▶ [Set task 1]: Count the lines in the rows below that contain the string "gate", and give only the number.

It seems like an illegal page fault occurred because of a null pointer. This is a very common issue and a very common bugcheck. Unfortunately, it appears that your graphics card driver may be the culprit here, although, this can be due to RAM and other hardware quirks.

Code:

1: kd> [COLOR=rgb(65, 168, 95)]lmvm nvlddmkm[/COLOR]
Browse full module list
start             end                 module name
fffff806`72d80000 fffff806`7433a000   nvlddmkm T (no symbols)           
    Loaded symbol image file: nvlddmkm.sys
    Image path: \SystemRoot\System32\DriverStore\FileRepository\nv_dispi.inf_amd64_c7bdd6222811a2ee\nvlddmkm.sys
    Image name: nvlddmkm.sys
    Browse all global symbols  functions  data
    Timestamp:        [COLOR=rgb(255, 0, 0)]Fri Sep 27 00:25:12 2019[/COLOR] (5D8D48D8)
    CheckSum:         0155803A
    ImageSize:        015BA000
    Translations:     0000.04b0 0000.04e4 0409.04b0 0409.04e4
    Information from resource tables:

Rainman65 said:
[...]
if it is a faulty RTX 2080 I'd like to find out because the RTX 2080 has a USB Type-C connector on it and 3 of the USB devices in Device Manager are registered under NVIDIA and using the USBHUB3 driver
[...]

Interesting, that driver may be possibly be getting blamed since it's part of the driver stack for other devices.

There also appears to be a driver update released on the 01/08/2019, could you please see if you can download and install it? I did a manual search.

▶ [Data to use]:
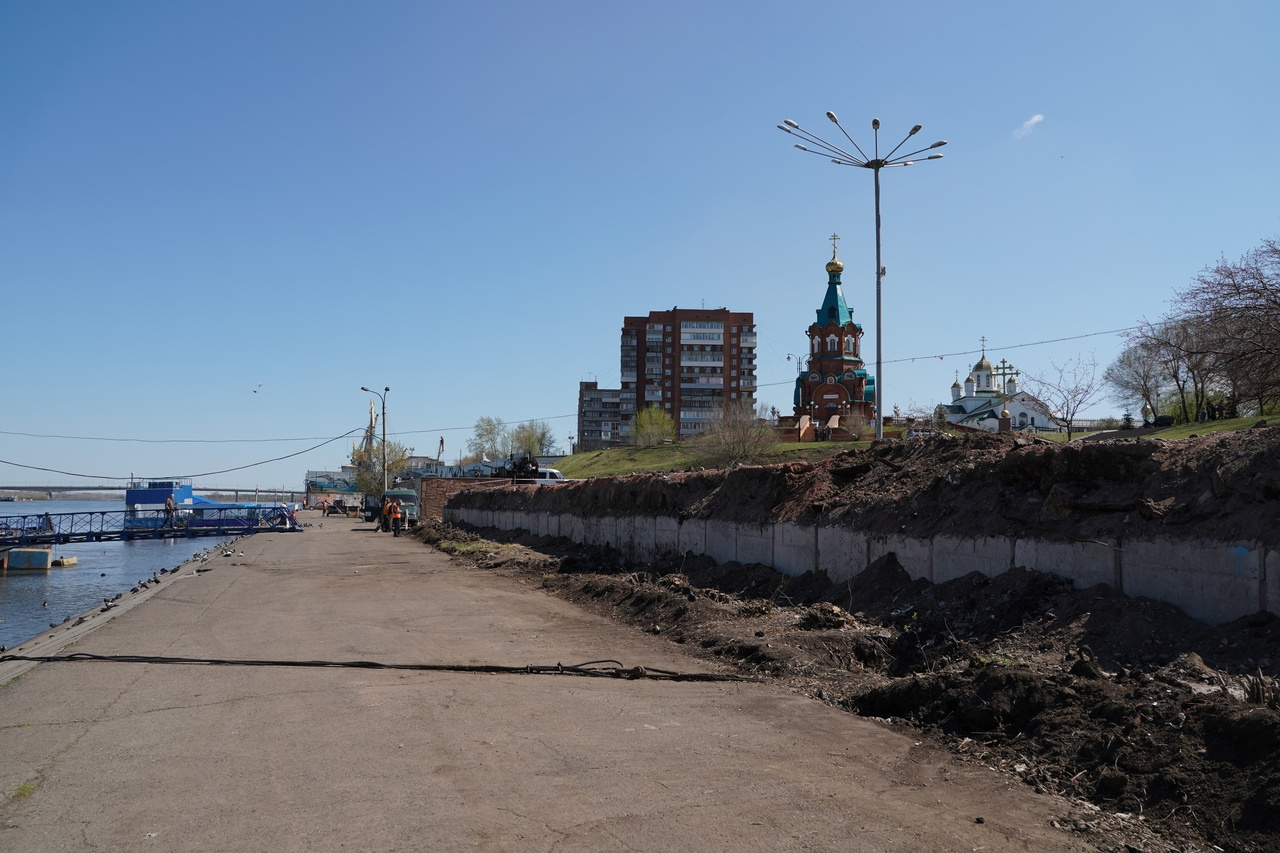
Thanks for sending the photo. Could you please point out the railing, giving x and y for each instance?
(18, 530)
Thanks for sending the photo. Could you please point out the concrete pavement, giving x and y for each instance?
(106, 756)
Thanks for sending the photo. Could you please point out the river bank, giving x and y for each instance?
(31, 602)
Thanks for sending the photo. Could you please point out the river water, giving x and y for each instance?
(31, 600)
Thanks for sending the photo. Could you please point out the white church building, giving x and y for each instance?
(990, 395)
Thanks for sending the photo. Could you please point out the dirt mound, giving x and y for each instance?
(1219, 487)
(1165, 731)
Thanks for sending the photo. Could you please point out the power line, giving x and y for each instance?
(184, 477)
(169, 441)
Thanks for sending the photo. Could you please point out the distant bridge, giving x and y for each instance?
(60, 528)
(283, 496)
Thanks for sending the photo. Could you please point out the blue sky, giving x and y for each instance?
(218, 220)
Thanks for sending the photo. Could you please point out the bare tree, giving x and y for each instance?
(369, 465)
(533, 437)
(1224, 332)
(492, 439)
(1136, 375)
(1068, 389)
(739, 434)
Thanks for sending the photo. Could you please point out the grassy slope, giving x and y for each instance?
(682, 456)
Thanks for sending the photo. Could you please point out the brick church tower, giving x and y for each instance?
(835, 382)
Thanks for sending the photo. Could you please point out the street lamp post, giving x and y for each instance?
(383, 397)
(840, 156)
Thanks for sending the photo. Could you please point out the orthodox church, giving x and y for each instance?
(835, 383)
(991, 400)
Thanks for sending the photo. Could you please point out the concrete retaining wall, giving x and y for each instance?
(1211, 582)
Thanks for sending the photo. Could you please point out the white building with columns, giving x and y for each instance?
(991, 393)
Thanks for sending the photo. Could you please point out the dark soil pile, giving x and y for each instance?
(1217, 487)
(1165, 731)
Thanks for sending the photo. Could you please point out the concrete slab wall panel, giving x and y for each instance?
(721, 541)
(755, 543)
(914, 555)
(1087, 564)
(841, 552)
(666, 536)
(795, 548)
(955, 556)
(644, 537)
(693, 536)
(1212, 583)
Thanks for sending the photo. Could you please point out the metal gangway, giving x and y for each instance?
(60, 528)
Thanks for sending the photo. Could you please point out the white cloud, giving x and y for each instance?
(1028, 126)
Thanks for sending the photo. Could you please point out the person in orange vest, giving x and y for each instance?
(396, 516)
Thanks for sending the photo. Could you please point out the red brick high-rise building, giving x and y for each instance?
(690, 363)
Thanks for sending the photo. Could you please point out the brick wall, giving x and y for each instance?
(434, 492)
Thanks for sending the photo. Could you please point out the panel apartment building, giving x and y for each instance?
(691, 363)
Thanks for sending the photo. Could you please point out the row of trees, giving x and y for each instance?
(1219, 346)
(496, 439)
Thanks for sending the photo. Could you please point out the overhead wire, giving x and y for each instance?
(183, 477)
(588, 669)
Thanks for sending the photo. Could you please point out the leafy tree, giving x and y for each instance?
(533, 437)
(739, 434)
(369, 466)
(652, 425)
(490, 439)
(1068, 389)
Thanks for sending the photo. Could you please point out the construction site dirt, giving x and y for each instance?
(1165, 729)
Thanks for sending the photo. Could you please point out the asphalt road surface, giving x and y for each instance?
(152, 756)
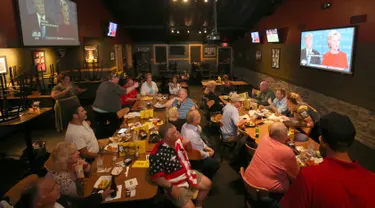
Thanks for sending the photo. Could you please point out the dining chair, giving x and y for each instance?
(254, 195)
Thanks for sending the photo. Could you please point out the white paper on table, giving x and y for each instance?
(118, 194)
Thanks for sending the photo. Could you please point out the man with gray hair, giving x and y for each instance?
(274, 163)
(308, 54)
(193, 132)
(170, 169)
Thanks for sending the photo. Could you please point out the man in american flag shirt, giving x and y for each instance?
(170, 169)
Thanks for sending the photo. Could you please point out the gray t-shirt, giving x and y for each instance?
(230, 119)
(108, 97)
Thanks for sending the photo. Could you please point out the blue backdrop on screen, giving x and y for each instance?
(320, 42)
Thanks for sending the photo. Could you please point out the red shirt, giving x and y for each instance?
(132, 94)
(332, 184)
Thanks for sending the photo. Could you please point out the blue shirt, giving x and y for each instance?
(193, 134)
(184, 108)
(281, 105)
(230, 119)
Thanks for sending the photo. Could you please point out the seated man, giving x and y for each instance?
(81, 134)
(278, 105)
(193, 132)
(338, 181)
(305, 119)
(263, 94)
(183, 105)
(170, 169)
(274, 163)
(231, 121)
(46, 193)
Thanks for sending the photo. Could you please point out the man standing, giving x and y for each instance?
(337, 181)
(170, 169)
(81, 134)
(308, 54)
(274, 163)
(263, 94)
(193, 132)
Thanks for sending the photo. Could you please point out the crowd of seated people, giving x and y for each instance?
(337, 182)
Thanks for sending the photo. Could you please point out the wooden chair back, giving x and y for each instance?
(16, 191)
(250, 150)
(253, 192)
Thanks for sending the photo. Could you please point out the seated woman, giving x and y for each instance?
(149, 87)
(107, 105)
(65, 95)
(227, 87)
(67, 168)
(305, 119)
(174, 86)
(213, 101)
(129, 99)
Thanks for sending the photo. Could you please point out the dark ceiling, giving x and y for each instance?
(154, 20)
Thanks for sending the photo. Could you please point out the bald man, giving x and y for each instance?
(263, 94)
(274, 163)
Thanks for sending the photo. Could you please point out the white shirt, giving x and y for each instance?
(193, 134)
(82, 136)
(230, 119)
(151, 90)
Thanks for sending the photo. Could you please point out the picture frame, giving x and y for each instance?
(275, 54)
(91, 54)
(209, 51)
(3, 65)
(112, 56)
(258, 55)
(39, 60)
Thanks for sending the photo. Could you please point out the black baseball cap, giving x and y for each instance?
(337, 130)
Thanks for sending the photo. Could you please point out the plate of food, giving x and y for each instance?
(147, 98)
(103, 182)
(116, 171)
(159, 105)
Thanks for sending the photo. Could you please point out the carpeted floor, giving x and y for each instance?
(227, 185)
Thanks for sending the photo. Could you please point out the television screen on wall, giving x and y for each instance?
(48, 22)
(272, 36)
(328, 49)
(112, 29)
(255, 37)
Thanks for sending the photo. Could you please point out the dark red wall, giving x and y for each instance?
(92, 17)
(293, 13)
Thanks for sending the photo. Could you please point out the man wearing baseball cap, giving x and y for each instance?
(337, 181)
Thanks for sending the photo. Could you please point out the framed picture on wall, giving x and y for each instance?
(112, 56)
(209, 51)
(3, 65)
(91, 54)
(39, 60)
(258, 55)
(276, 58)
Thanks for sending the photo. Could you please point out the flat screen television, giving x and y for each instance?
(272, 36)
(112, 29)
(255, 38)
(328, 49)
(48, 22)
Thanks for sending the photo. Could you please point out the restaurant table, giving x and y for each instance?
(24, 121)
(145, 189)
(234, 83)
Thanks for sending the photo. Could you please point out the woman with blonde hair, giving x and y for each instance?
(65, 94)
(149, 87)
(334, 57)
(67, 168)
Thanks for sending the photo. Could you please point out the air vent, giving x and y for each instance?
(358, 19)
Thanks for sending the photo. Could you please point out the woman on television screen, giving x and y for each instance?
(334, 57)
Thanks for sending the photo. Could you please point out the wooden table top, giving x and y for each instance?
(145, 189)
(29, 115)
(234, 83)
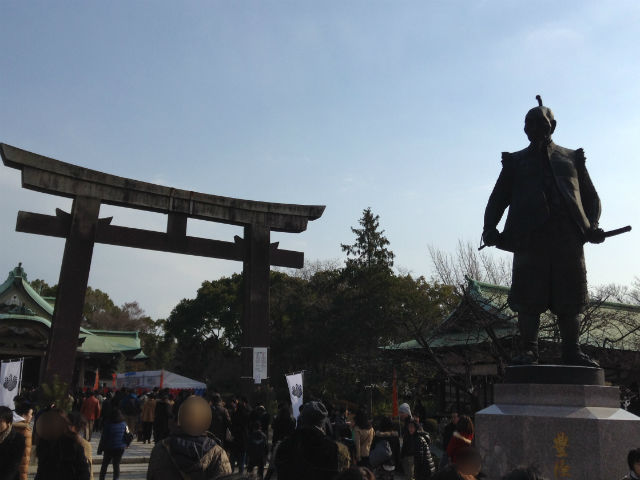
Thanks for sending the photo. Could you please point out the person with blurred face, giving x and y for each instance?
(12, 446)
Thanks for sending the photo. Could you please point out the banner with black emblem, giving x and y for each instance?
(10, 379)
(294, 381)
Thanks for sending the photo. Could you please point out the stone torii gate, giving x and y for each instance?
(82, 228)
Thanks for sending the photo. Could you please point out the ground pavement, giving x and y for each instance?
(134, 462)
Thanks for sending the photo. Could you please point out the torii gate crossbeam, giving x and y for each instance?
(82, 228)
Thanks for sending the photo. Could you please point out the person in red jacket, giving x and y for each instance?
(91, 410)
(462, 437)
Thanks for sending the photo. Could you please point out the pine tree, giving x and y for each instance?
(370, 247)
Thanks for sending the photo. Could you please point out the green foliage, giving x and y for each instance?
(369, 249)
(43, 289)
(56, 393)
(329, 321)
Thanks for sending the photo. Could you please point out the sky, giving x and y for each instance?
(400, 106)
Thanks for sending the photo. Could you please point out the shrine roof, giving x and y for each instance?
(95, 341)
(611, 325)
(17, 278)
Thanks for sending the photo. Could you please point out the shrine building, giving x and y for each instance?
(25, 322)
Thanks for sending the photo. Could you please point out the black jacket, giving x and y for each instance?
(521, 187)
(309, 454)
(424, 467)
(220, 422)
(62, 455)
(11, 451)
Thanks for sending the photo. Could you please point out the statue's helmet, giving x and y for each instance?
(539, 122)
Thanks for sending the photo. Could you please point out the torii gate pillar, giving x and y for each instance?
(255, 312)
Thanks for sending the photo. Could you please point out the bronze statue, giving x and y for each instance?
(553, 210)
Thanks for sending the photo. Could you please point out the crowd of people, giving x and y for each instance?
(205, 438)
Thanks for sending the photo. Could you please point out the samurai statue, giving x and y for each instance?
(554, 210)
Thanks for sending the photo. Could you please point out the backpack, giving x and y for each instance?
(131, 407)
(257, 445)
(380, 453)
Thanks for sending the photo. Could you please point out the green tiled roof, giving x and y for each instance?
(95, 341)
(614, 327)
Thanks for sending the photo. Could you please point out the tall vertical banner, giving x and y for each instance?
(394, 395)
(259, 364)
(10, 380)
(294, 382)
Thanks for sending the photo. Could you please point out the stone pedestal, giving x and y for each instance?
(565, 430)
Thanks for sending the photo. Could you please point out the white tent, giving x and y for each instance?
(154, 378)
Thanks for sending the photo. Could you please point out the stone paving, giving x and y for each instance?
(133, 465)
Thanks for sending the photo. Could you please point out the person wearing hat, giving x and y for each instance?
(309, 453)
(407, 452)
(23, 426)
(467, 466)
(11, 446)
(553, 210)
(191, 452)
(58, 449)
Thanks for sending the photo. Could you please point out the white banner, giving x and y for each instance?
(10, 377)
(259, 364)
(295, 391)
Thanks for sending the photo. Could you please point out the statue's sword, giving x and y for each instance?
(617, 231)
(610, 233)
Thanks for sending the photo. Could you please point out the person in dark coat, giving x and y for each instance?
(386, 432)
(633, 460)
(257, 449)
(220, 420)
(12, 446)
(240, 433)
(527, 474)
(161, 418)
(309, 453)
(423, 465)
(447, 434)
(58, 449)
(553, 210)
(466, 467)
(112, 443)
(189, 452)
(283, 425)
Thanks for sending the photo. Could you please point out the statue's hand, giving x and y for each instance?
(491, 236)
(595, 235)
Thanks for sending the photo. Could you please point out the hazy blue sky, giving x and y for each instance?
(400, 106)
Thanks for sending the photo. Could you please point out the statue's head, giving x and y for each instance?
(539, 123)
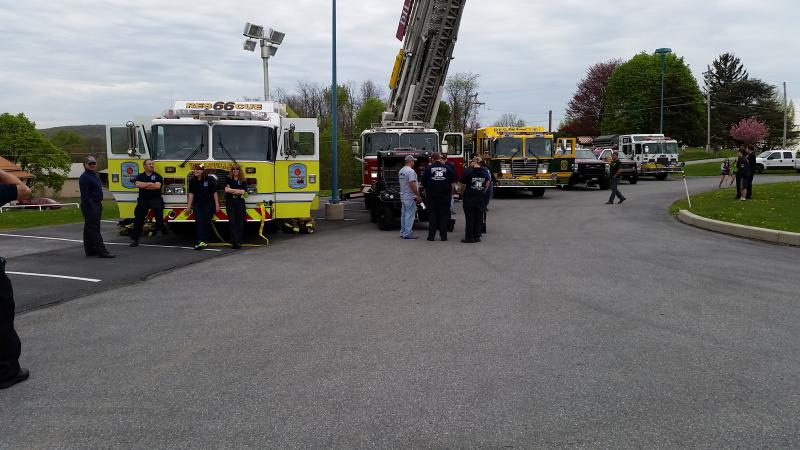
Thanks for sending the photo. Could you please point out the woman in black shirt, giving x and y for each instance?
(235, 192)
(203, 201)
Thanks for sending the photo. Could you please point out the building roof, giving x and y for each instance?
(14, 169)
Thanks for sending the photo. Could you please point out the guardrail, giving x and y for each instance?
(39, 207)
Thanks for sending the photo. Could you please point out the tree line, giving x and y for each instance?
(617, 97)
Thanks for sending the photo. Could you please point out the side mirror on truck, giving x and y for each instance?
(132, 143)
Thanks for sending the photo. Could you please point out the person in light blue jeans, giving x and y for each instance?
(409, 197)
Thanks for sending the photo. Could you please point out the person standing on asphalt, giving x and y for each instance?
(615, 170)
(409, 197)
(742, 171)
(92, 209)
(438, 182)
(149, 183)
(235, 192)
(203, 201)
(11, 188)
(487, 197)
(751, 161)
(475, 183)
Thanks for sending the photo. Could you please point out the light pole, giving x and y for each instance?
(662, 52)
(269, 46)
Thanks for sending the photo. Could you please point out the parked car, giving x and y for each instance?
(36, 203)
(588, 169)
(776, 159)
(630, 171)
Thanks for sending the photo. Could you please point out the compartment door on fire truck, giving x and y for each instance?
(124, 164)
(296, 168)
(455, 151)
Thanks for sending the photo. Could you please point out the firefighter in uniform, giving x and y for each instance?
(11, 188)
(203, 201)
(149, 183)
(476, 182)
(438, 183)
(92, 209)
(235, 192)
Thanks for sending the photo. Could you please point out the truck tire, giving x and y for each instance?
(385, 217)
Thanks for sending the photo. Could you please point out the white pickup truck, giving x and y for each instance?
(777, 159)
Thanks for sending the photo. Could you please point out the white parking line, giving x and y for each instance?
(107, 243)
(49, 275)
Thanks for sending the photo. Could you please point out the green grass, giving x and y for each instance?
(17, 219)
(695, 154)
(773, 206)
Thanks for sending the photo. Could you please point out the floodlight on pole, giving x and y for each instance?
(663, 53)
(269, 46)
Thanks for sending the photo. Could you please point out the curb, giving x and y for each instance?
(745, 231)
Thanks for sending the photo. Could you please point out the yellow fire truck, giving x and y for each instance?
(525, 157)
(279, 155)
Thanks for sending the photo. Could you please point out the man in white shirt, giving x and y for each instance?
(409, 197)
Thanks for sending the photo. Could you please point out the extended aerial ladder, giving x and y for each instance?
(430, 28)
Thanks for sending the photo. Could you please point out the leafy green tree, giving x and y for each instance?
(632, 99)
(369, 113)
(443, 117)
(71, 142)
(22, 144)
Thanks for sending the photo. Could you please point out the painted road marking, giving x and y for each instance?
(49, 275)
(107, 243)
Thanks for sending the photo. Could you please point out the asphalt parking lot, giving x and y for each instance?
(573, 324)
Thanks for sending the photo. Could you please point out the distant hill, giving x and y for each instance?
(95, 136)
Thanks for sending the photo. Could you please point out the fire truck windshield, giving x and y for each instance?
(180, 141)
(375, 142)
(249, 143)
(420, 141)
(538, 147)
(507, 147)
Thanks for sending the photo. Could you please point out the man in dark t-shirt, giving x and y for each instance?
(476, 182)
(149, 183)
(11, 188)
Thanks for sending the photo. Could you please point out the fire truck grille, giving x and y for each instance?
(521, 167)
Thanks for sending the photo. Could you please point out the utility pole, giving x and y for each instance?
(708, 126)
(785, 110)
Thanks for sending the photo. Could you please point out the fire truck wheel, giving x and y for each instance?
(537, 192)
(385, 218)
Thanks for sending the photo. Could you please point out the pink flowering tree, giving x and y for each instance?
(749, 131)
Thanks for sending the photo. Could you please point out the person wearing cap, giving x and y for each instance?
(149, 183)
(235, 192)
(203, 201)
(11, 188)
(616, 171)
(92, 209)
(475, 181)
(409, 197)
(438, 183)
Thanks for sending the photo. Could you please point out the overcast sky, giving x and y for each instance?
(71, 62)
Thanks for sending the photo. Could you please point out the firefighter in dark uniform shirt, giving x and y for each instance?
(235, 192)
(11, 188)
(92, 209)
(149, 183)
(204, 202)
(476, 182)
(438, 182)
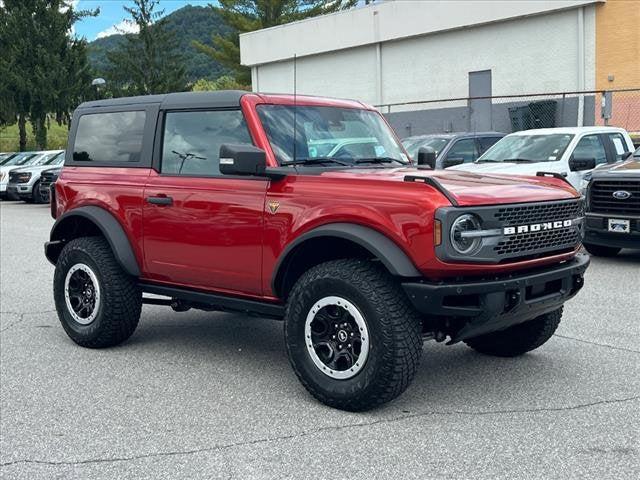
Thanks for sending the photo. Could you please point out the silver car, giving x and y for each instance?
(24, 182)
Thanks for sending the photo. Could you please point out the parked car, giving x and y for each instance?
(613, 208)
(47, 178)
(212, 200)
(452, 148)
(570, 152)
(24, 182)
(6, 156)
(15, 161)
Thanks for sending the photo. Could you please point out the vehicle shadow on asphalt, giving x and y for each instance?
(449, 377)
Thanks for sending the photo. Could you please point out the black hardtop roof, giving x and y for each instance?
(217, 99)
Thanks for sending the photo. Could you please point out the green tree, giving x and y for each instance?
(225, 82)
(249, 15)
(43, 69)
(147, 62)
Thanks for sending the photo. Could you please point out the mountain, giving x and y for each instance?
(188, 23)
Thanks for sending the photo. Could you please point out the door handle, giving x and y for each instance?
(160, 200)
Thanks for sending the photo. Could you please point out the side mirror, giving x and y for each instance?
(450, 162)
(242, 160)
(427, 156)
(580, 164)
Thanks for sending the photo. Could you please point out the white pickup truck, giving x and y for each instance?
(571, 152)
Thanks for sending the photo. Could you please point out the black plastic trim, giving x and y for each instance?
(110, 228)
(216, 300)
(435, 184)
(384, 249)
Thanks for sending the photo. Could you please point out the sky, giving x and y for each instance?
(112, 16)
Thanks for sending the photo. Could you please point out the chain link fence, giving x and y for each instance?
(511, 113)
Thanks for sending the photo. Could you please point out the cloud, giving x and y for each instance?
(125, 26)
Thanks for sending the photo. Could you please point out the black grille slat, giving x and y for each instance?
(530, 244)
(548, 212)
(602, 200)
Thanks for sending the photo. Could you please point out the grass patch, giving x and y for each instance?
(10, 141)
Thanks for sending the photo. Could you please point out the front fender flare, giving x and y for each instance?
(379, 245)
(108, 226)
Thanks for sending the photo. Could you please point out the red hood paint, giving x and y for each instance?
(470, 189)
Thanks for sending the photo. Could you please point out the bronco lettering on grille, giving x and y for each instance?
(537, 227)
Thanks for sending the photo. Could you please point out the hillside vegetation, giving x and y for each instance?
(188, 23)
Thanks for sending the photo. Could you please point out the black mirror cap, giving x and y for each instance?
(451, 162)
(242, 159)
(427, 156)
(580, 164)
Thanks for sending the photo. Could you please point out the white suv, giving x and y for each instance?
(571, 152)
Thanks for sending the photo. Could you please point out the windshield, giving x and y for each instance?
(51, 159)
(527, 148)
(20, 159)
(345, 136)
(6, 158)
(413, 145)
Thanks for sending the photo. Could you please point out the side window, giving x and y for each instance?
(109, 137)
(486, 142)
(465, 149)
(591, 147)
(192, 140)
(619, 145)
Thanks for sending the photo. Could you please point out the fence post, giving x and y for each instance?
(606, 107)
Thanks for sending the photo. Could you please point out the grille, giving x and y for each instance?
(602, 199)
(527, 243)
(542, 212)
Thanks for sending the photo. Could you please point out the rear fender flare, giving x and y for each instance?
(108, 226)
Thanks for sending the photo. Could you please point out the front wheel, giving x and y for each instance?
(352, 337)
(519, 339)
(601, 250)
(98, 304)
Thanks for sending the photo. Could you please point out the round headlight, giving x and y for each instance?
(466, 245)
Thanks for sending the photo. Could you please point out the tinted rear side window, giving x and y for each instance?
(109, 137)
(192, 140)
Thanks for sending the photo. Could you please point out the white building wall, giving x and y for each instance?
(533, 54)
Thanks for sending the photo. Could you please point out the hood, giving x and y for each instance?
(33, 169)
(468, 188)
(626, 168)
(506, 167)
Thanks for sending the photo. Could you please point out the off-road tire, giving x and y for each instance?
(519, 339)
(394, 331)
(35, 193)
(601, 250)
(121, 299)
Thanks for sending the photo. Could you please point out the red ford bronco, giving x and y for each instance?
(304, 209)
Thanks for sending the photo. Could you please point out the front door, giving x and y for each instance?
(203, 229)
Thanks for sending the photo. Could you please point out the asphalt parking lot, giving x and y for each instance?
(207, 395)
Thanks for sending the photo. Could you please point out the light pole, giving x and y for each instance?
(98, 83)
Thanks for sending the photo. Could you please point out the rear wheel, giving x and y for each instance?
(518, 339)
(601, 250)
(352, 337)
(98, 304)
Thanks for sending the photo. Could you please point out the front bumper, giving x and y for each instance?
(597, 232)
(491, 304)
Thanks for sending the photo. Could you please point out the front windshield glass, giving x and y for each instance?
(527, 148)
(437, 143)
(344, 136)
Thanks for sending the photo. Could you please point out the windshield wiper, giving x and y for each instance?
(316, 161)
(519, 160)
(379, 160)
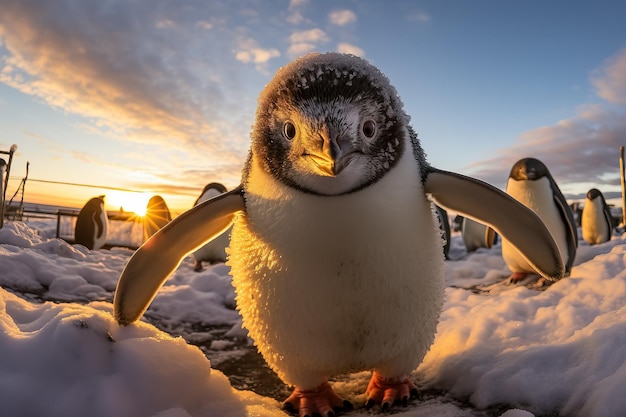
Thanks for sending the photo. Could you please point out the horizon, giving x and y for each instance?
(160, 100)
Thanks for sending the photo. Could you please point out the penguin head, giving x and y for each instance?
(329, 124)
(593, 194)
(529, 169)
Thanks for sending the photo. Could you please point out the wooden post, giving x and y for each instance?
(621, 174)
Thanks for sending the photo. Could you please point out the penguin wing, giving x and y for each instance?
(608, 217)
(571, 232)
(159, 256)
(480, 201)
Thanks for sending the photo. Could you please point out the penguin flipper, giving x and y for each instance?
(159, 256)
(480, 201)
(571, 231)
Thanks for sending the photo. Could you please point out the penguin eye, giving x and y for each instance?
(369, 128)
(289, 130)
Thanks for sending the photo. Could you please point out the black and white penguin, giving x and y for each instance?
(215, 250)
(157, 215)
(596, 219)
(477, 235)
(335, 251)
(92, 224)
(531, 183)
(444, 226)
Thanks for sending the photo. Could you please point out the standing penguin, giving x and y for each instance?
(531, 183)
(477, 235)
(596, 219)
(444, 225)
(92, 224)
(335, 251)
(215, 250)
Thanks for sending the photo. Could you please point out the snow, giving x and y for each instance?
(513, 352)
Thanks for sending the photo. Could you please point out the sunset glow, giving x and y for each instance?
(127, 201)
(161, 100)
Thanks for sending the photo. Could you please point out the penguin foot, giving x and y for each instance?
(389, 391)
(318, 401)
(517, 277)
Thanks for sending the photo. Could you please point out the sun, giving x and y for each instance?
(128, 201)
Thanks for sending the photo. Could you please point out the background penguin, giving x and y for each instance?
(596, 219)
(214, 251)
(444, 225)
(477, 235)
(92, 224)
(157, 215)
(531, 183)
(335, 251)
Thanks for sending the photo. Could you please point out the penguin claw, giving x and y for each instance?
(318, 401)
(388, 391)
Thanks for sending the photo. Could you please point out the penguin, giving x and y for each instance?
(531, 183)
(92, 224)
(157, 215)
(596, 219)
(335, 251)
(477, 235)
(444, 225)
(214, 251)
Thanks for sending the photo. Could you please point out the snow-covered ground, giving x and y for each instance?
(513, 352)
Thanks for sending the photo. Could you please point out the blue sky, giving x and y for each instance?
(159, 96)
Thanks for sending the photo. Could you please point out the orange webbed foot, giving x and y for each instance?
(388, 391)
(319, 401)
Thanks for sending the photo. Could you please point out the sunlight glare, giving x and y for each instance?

▶ [Set task 2]: Reproduce everything in the driver troubleshooting post above from "It seems like" down to "T (no symbols)", word for word.

▶ [Result 1]: 3

▶ [Result 2]:
It seems like an illegal page fault occurred because of a null pointer. This is a very common issue and a very common bugcheck. Unfortunately, it appears that your graphics card driver may be the culprit here, although, this can be due to RAM and other hardware quirks.

Code:

1: kd> [COLOR=rgb(65, 168, 95)]lmvm nvlddmkm[/COLOR]
Browse full module list
start             end                 module name
fffff806`72d80000 fffff806`7433a000   nvlddmkm T (no symbols)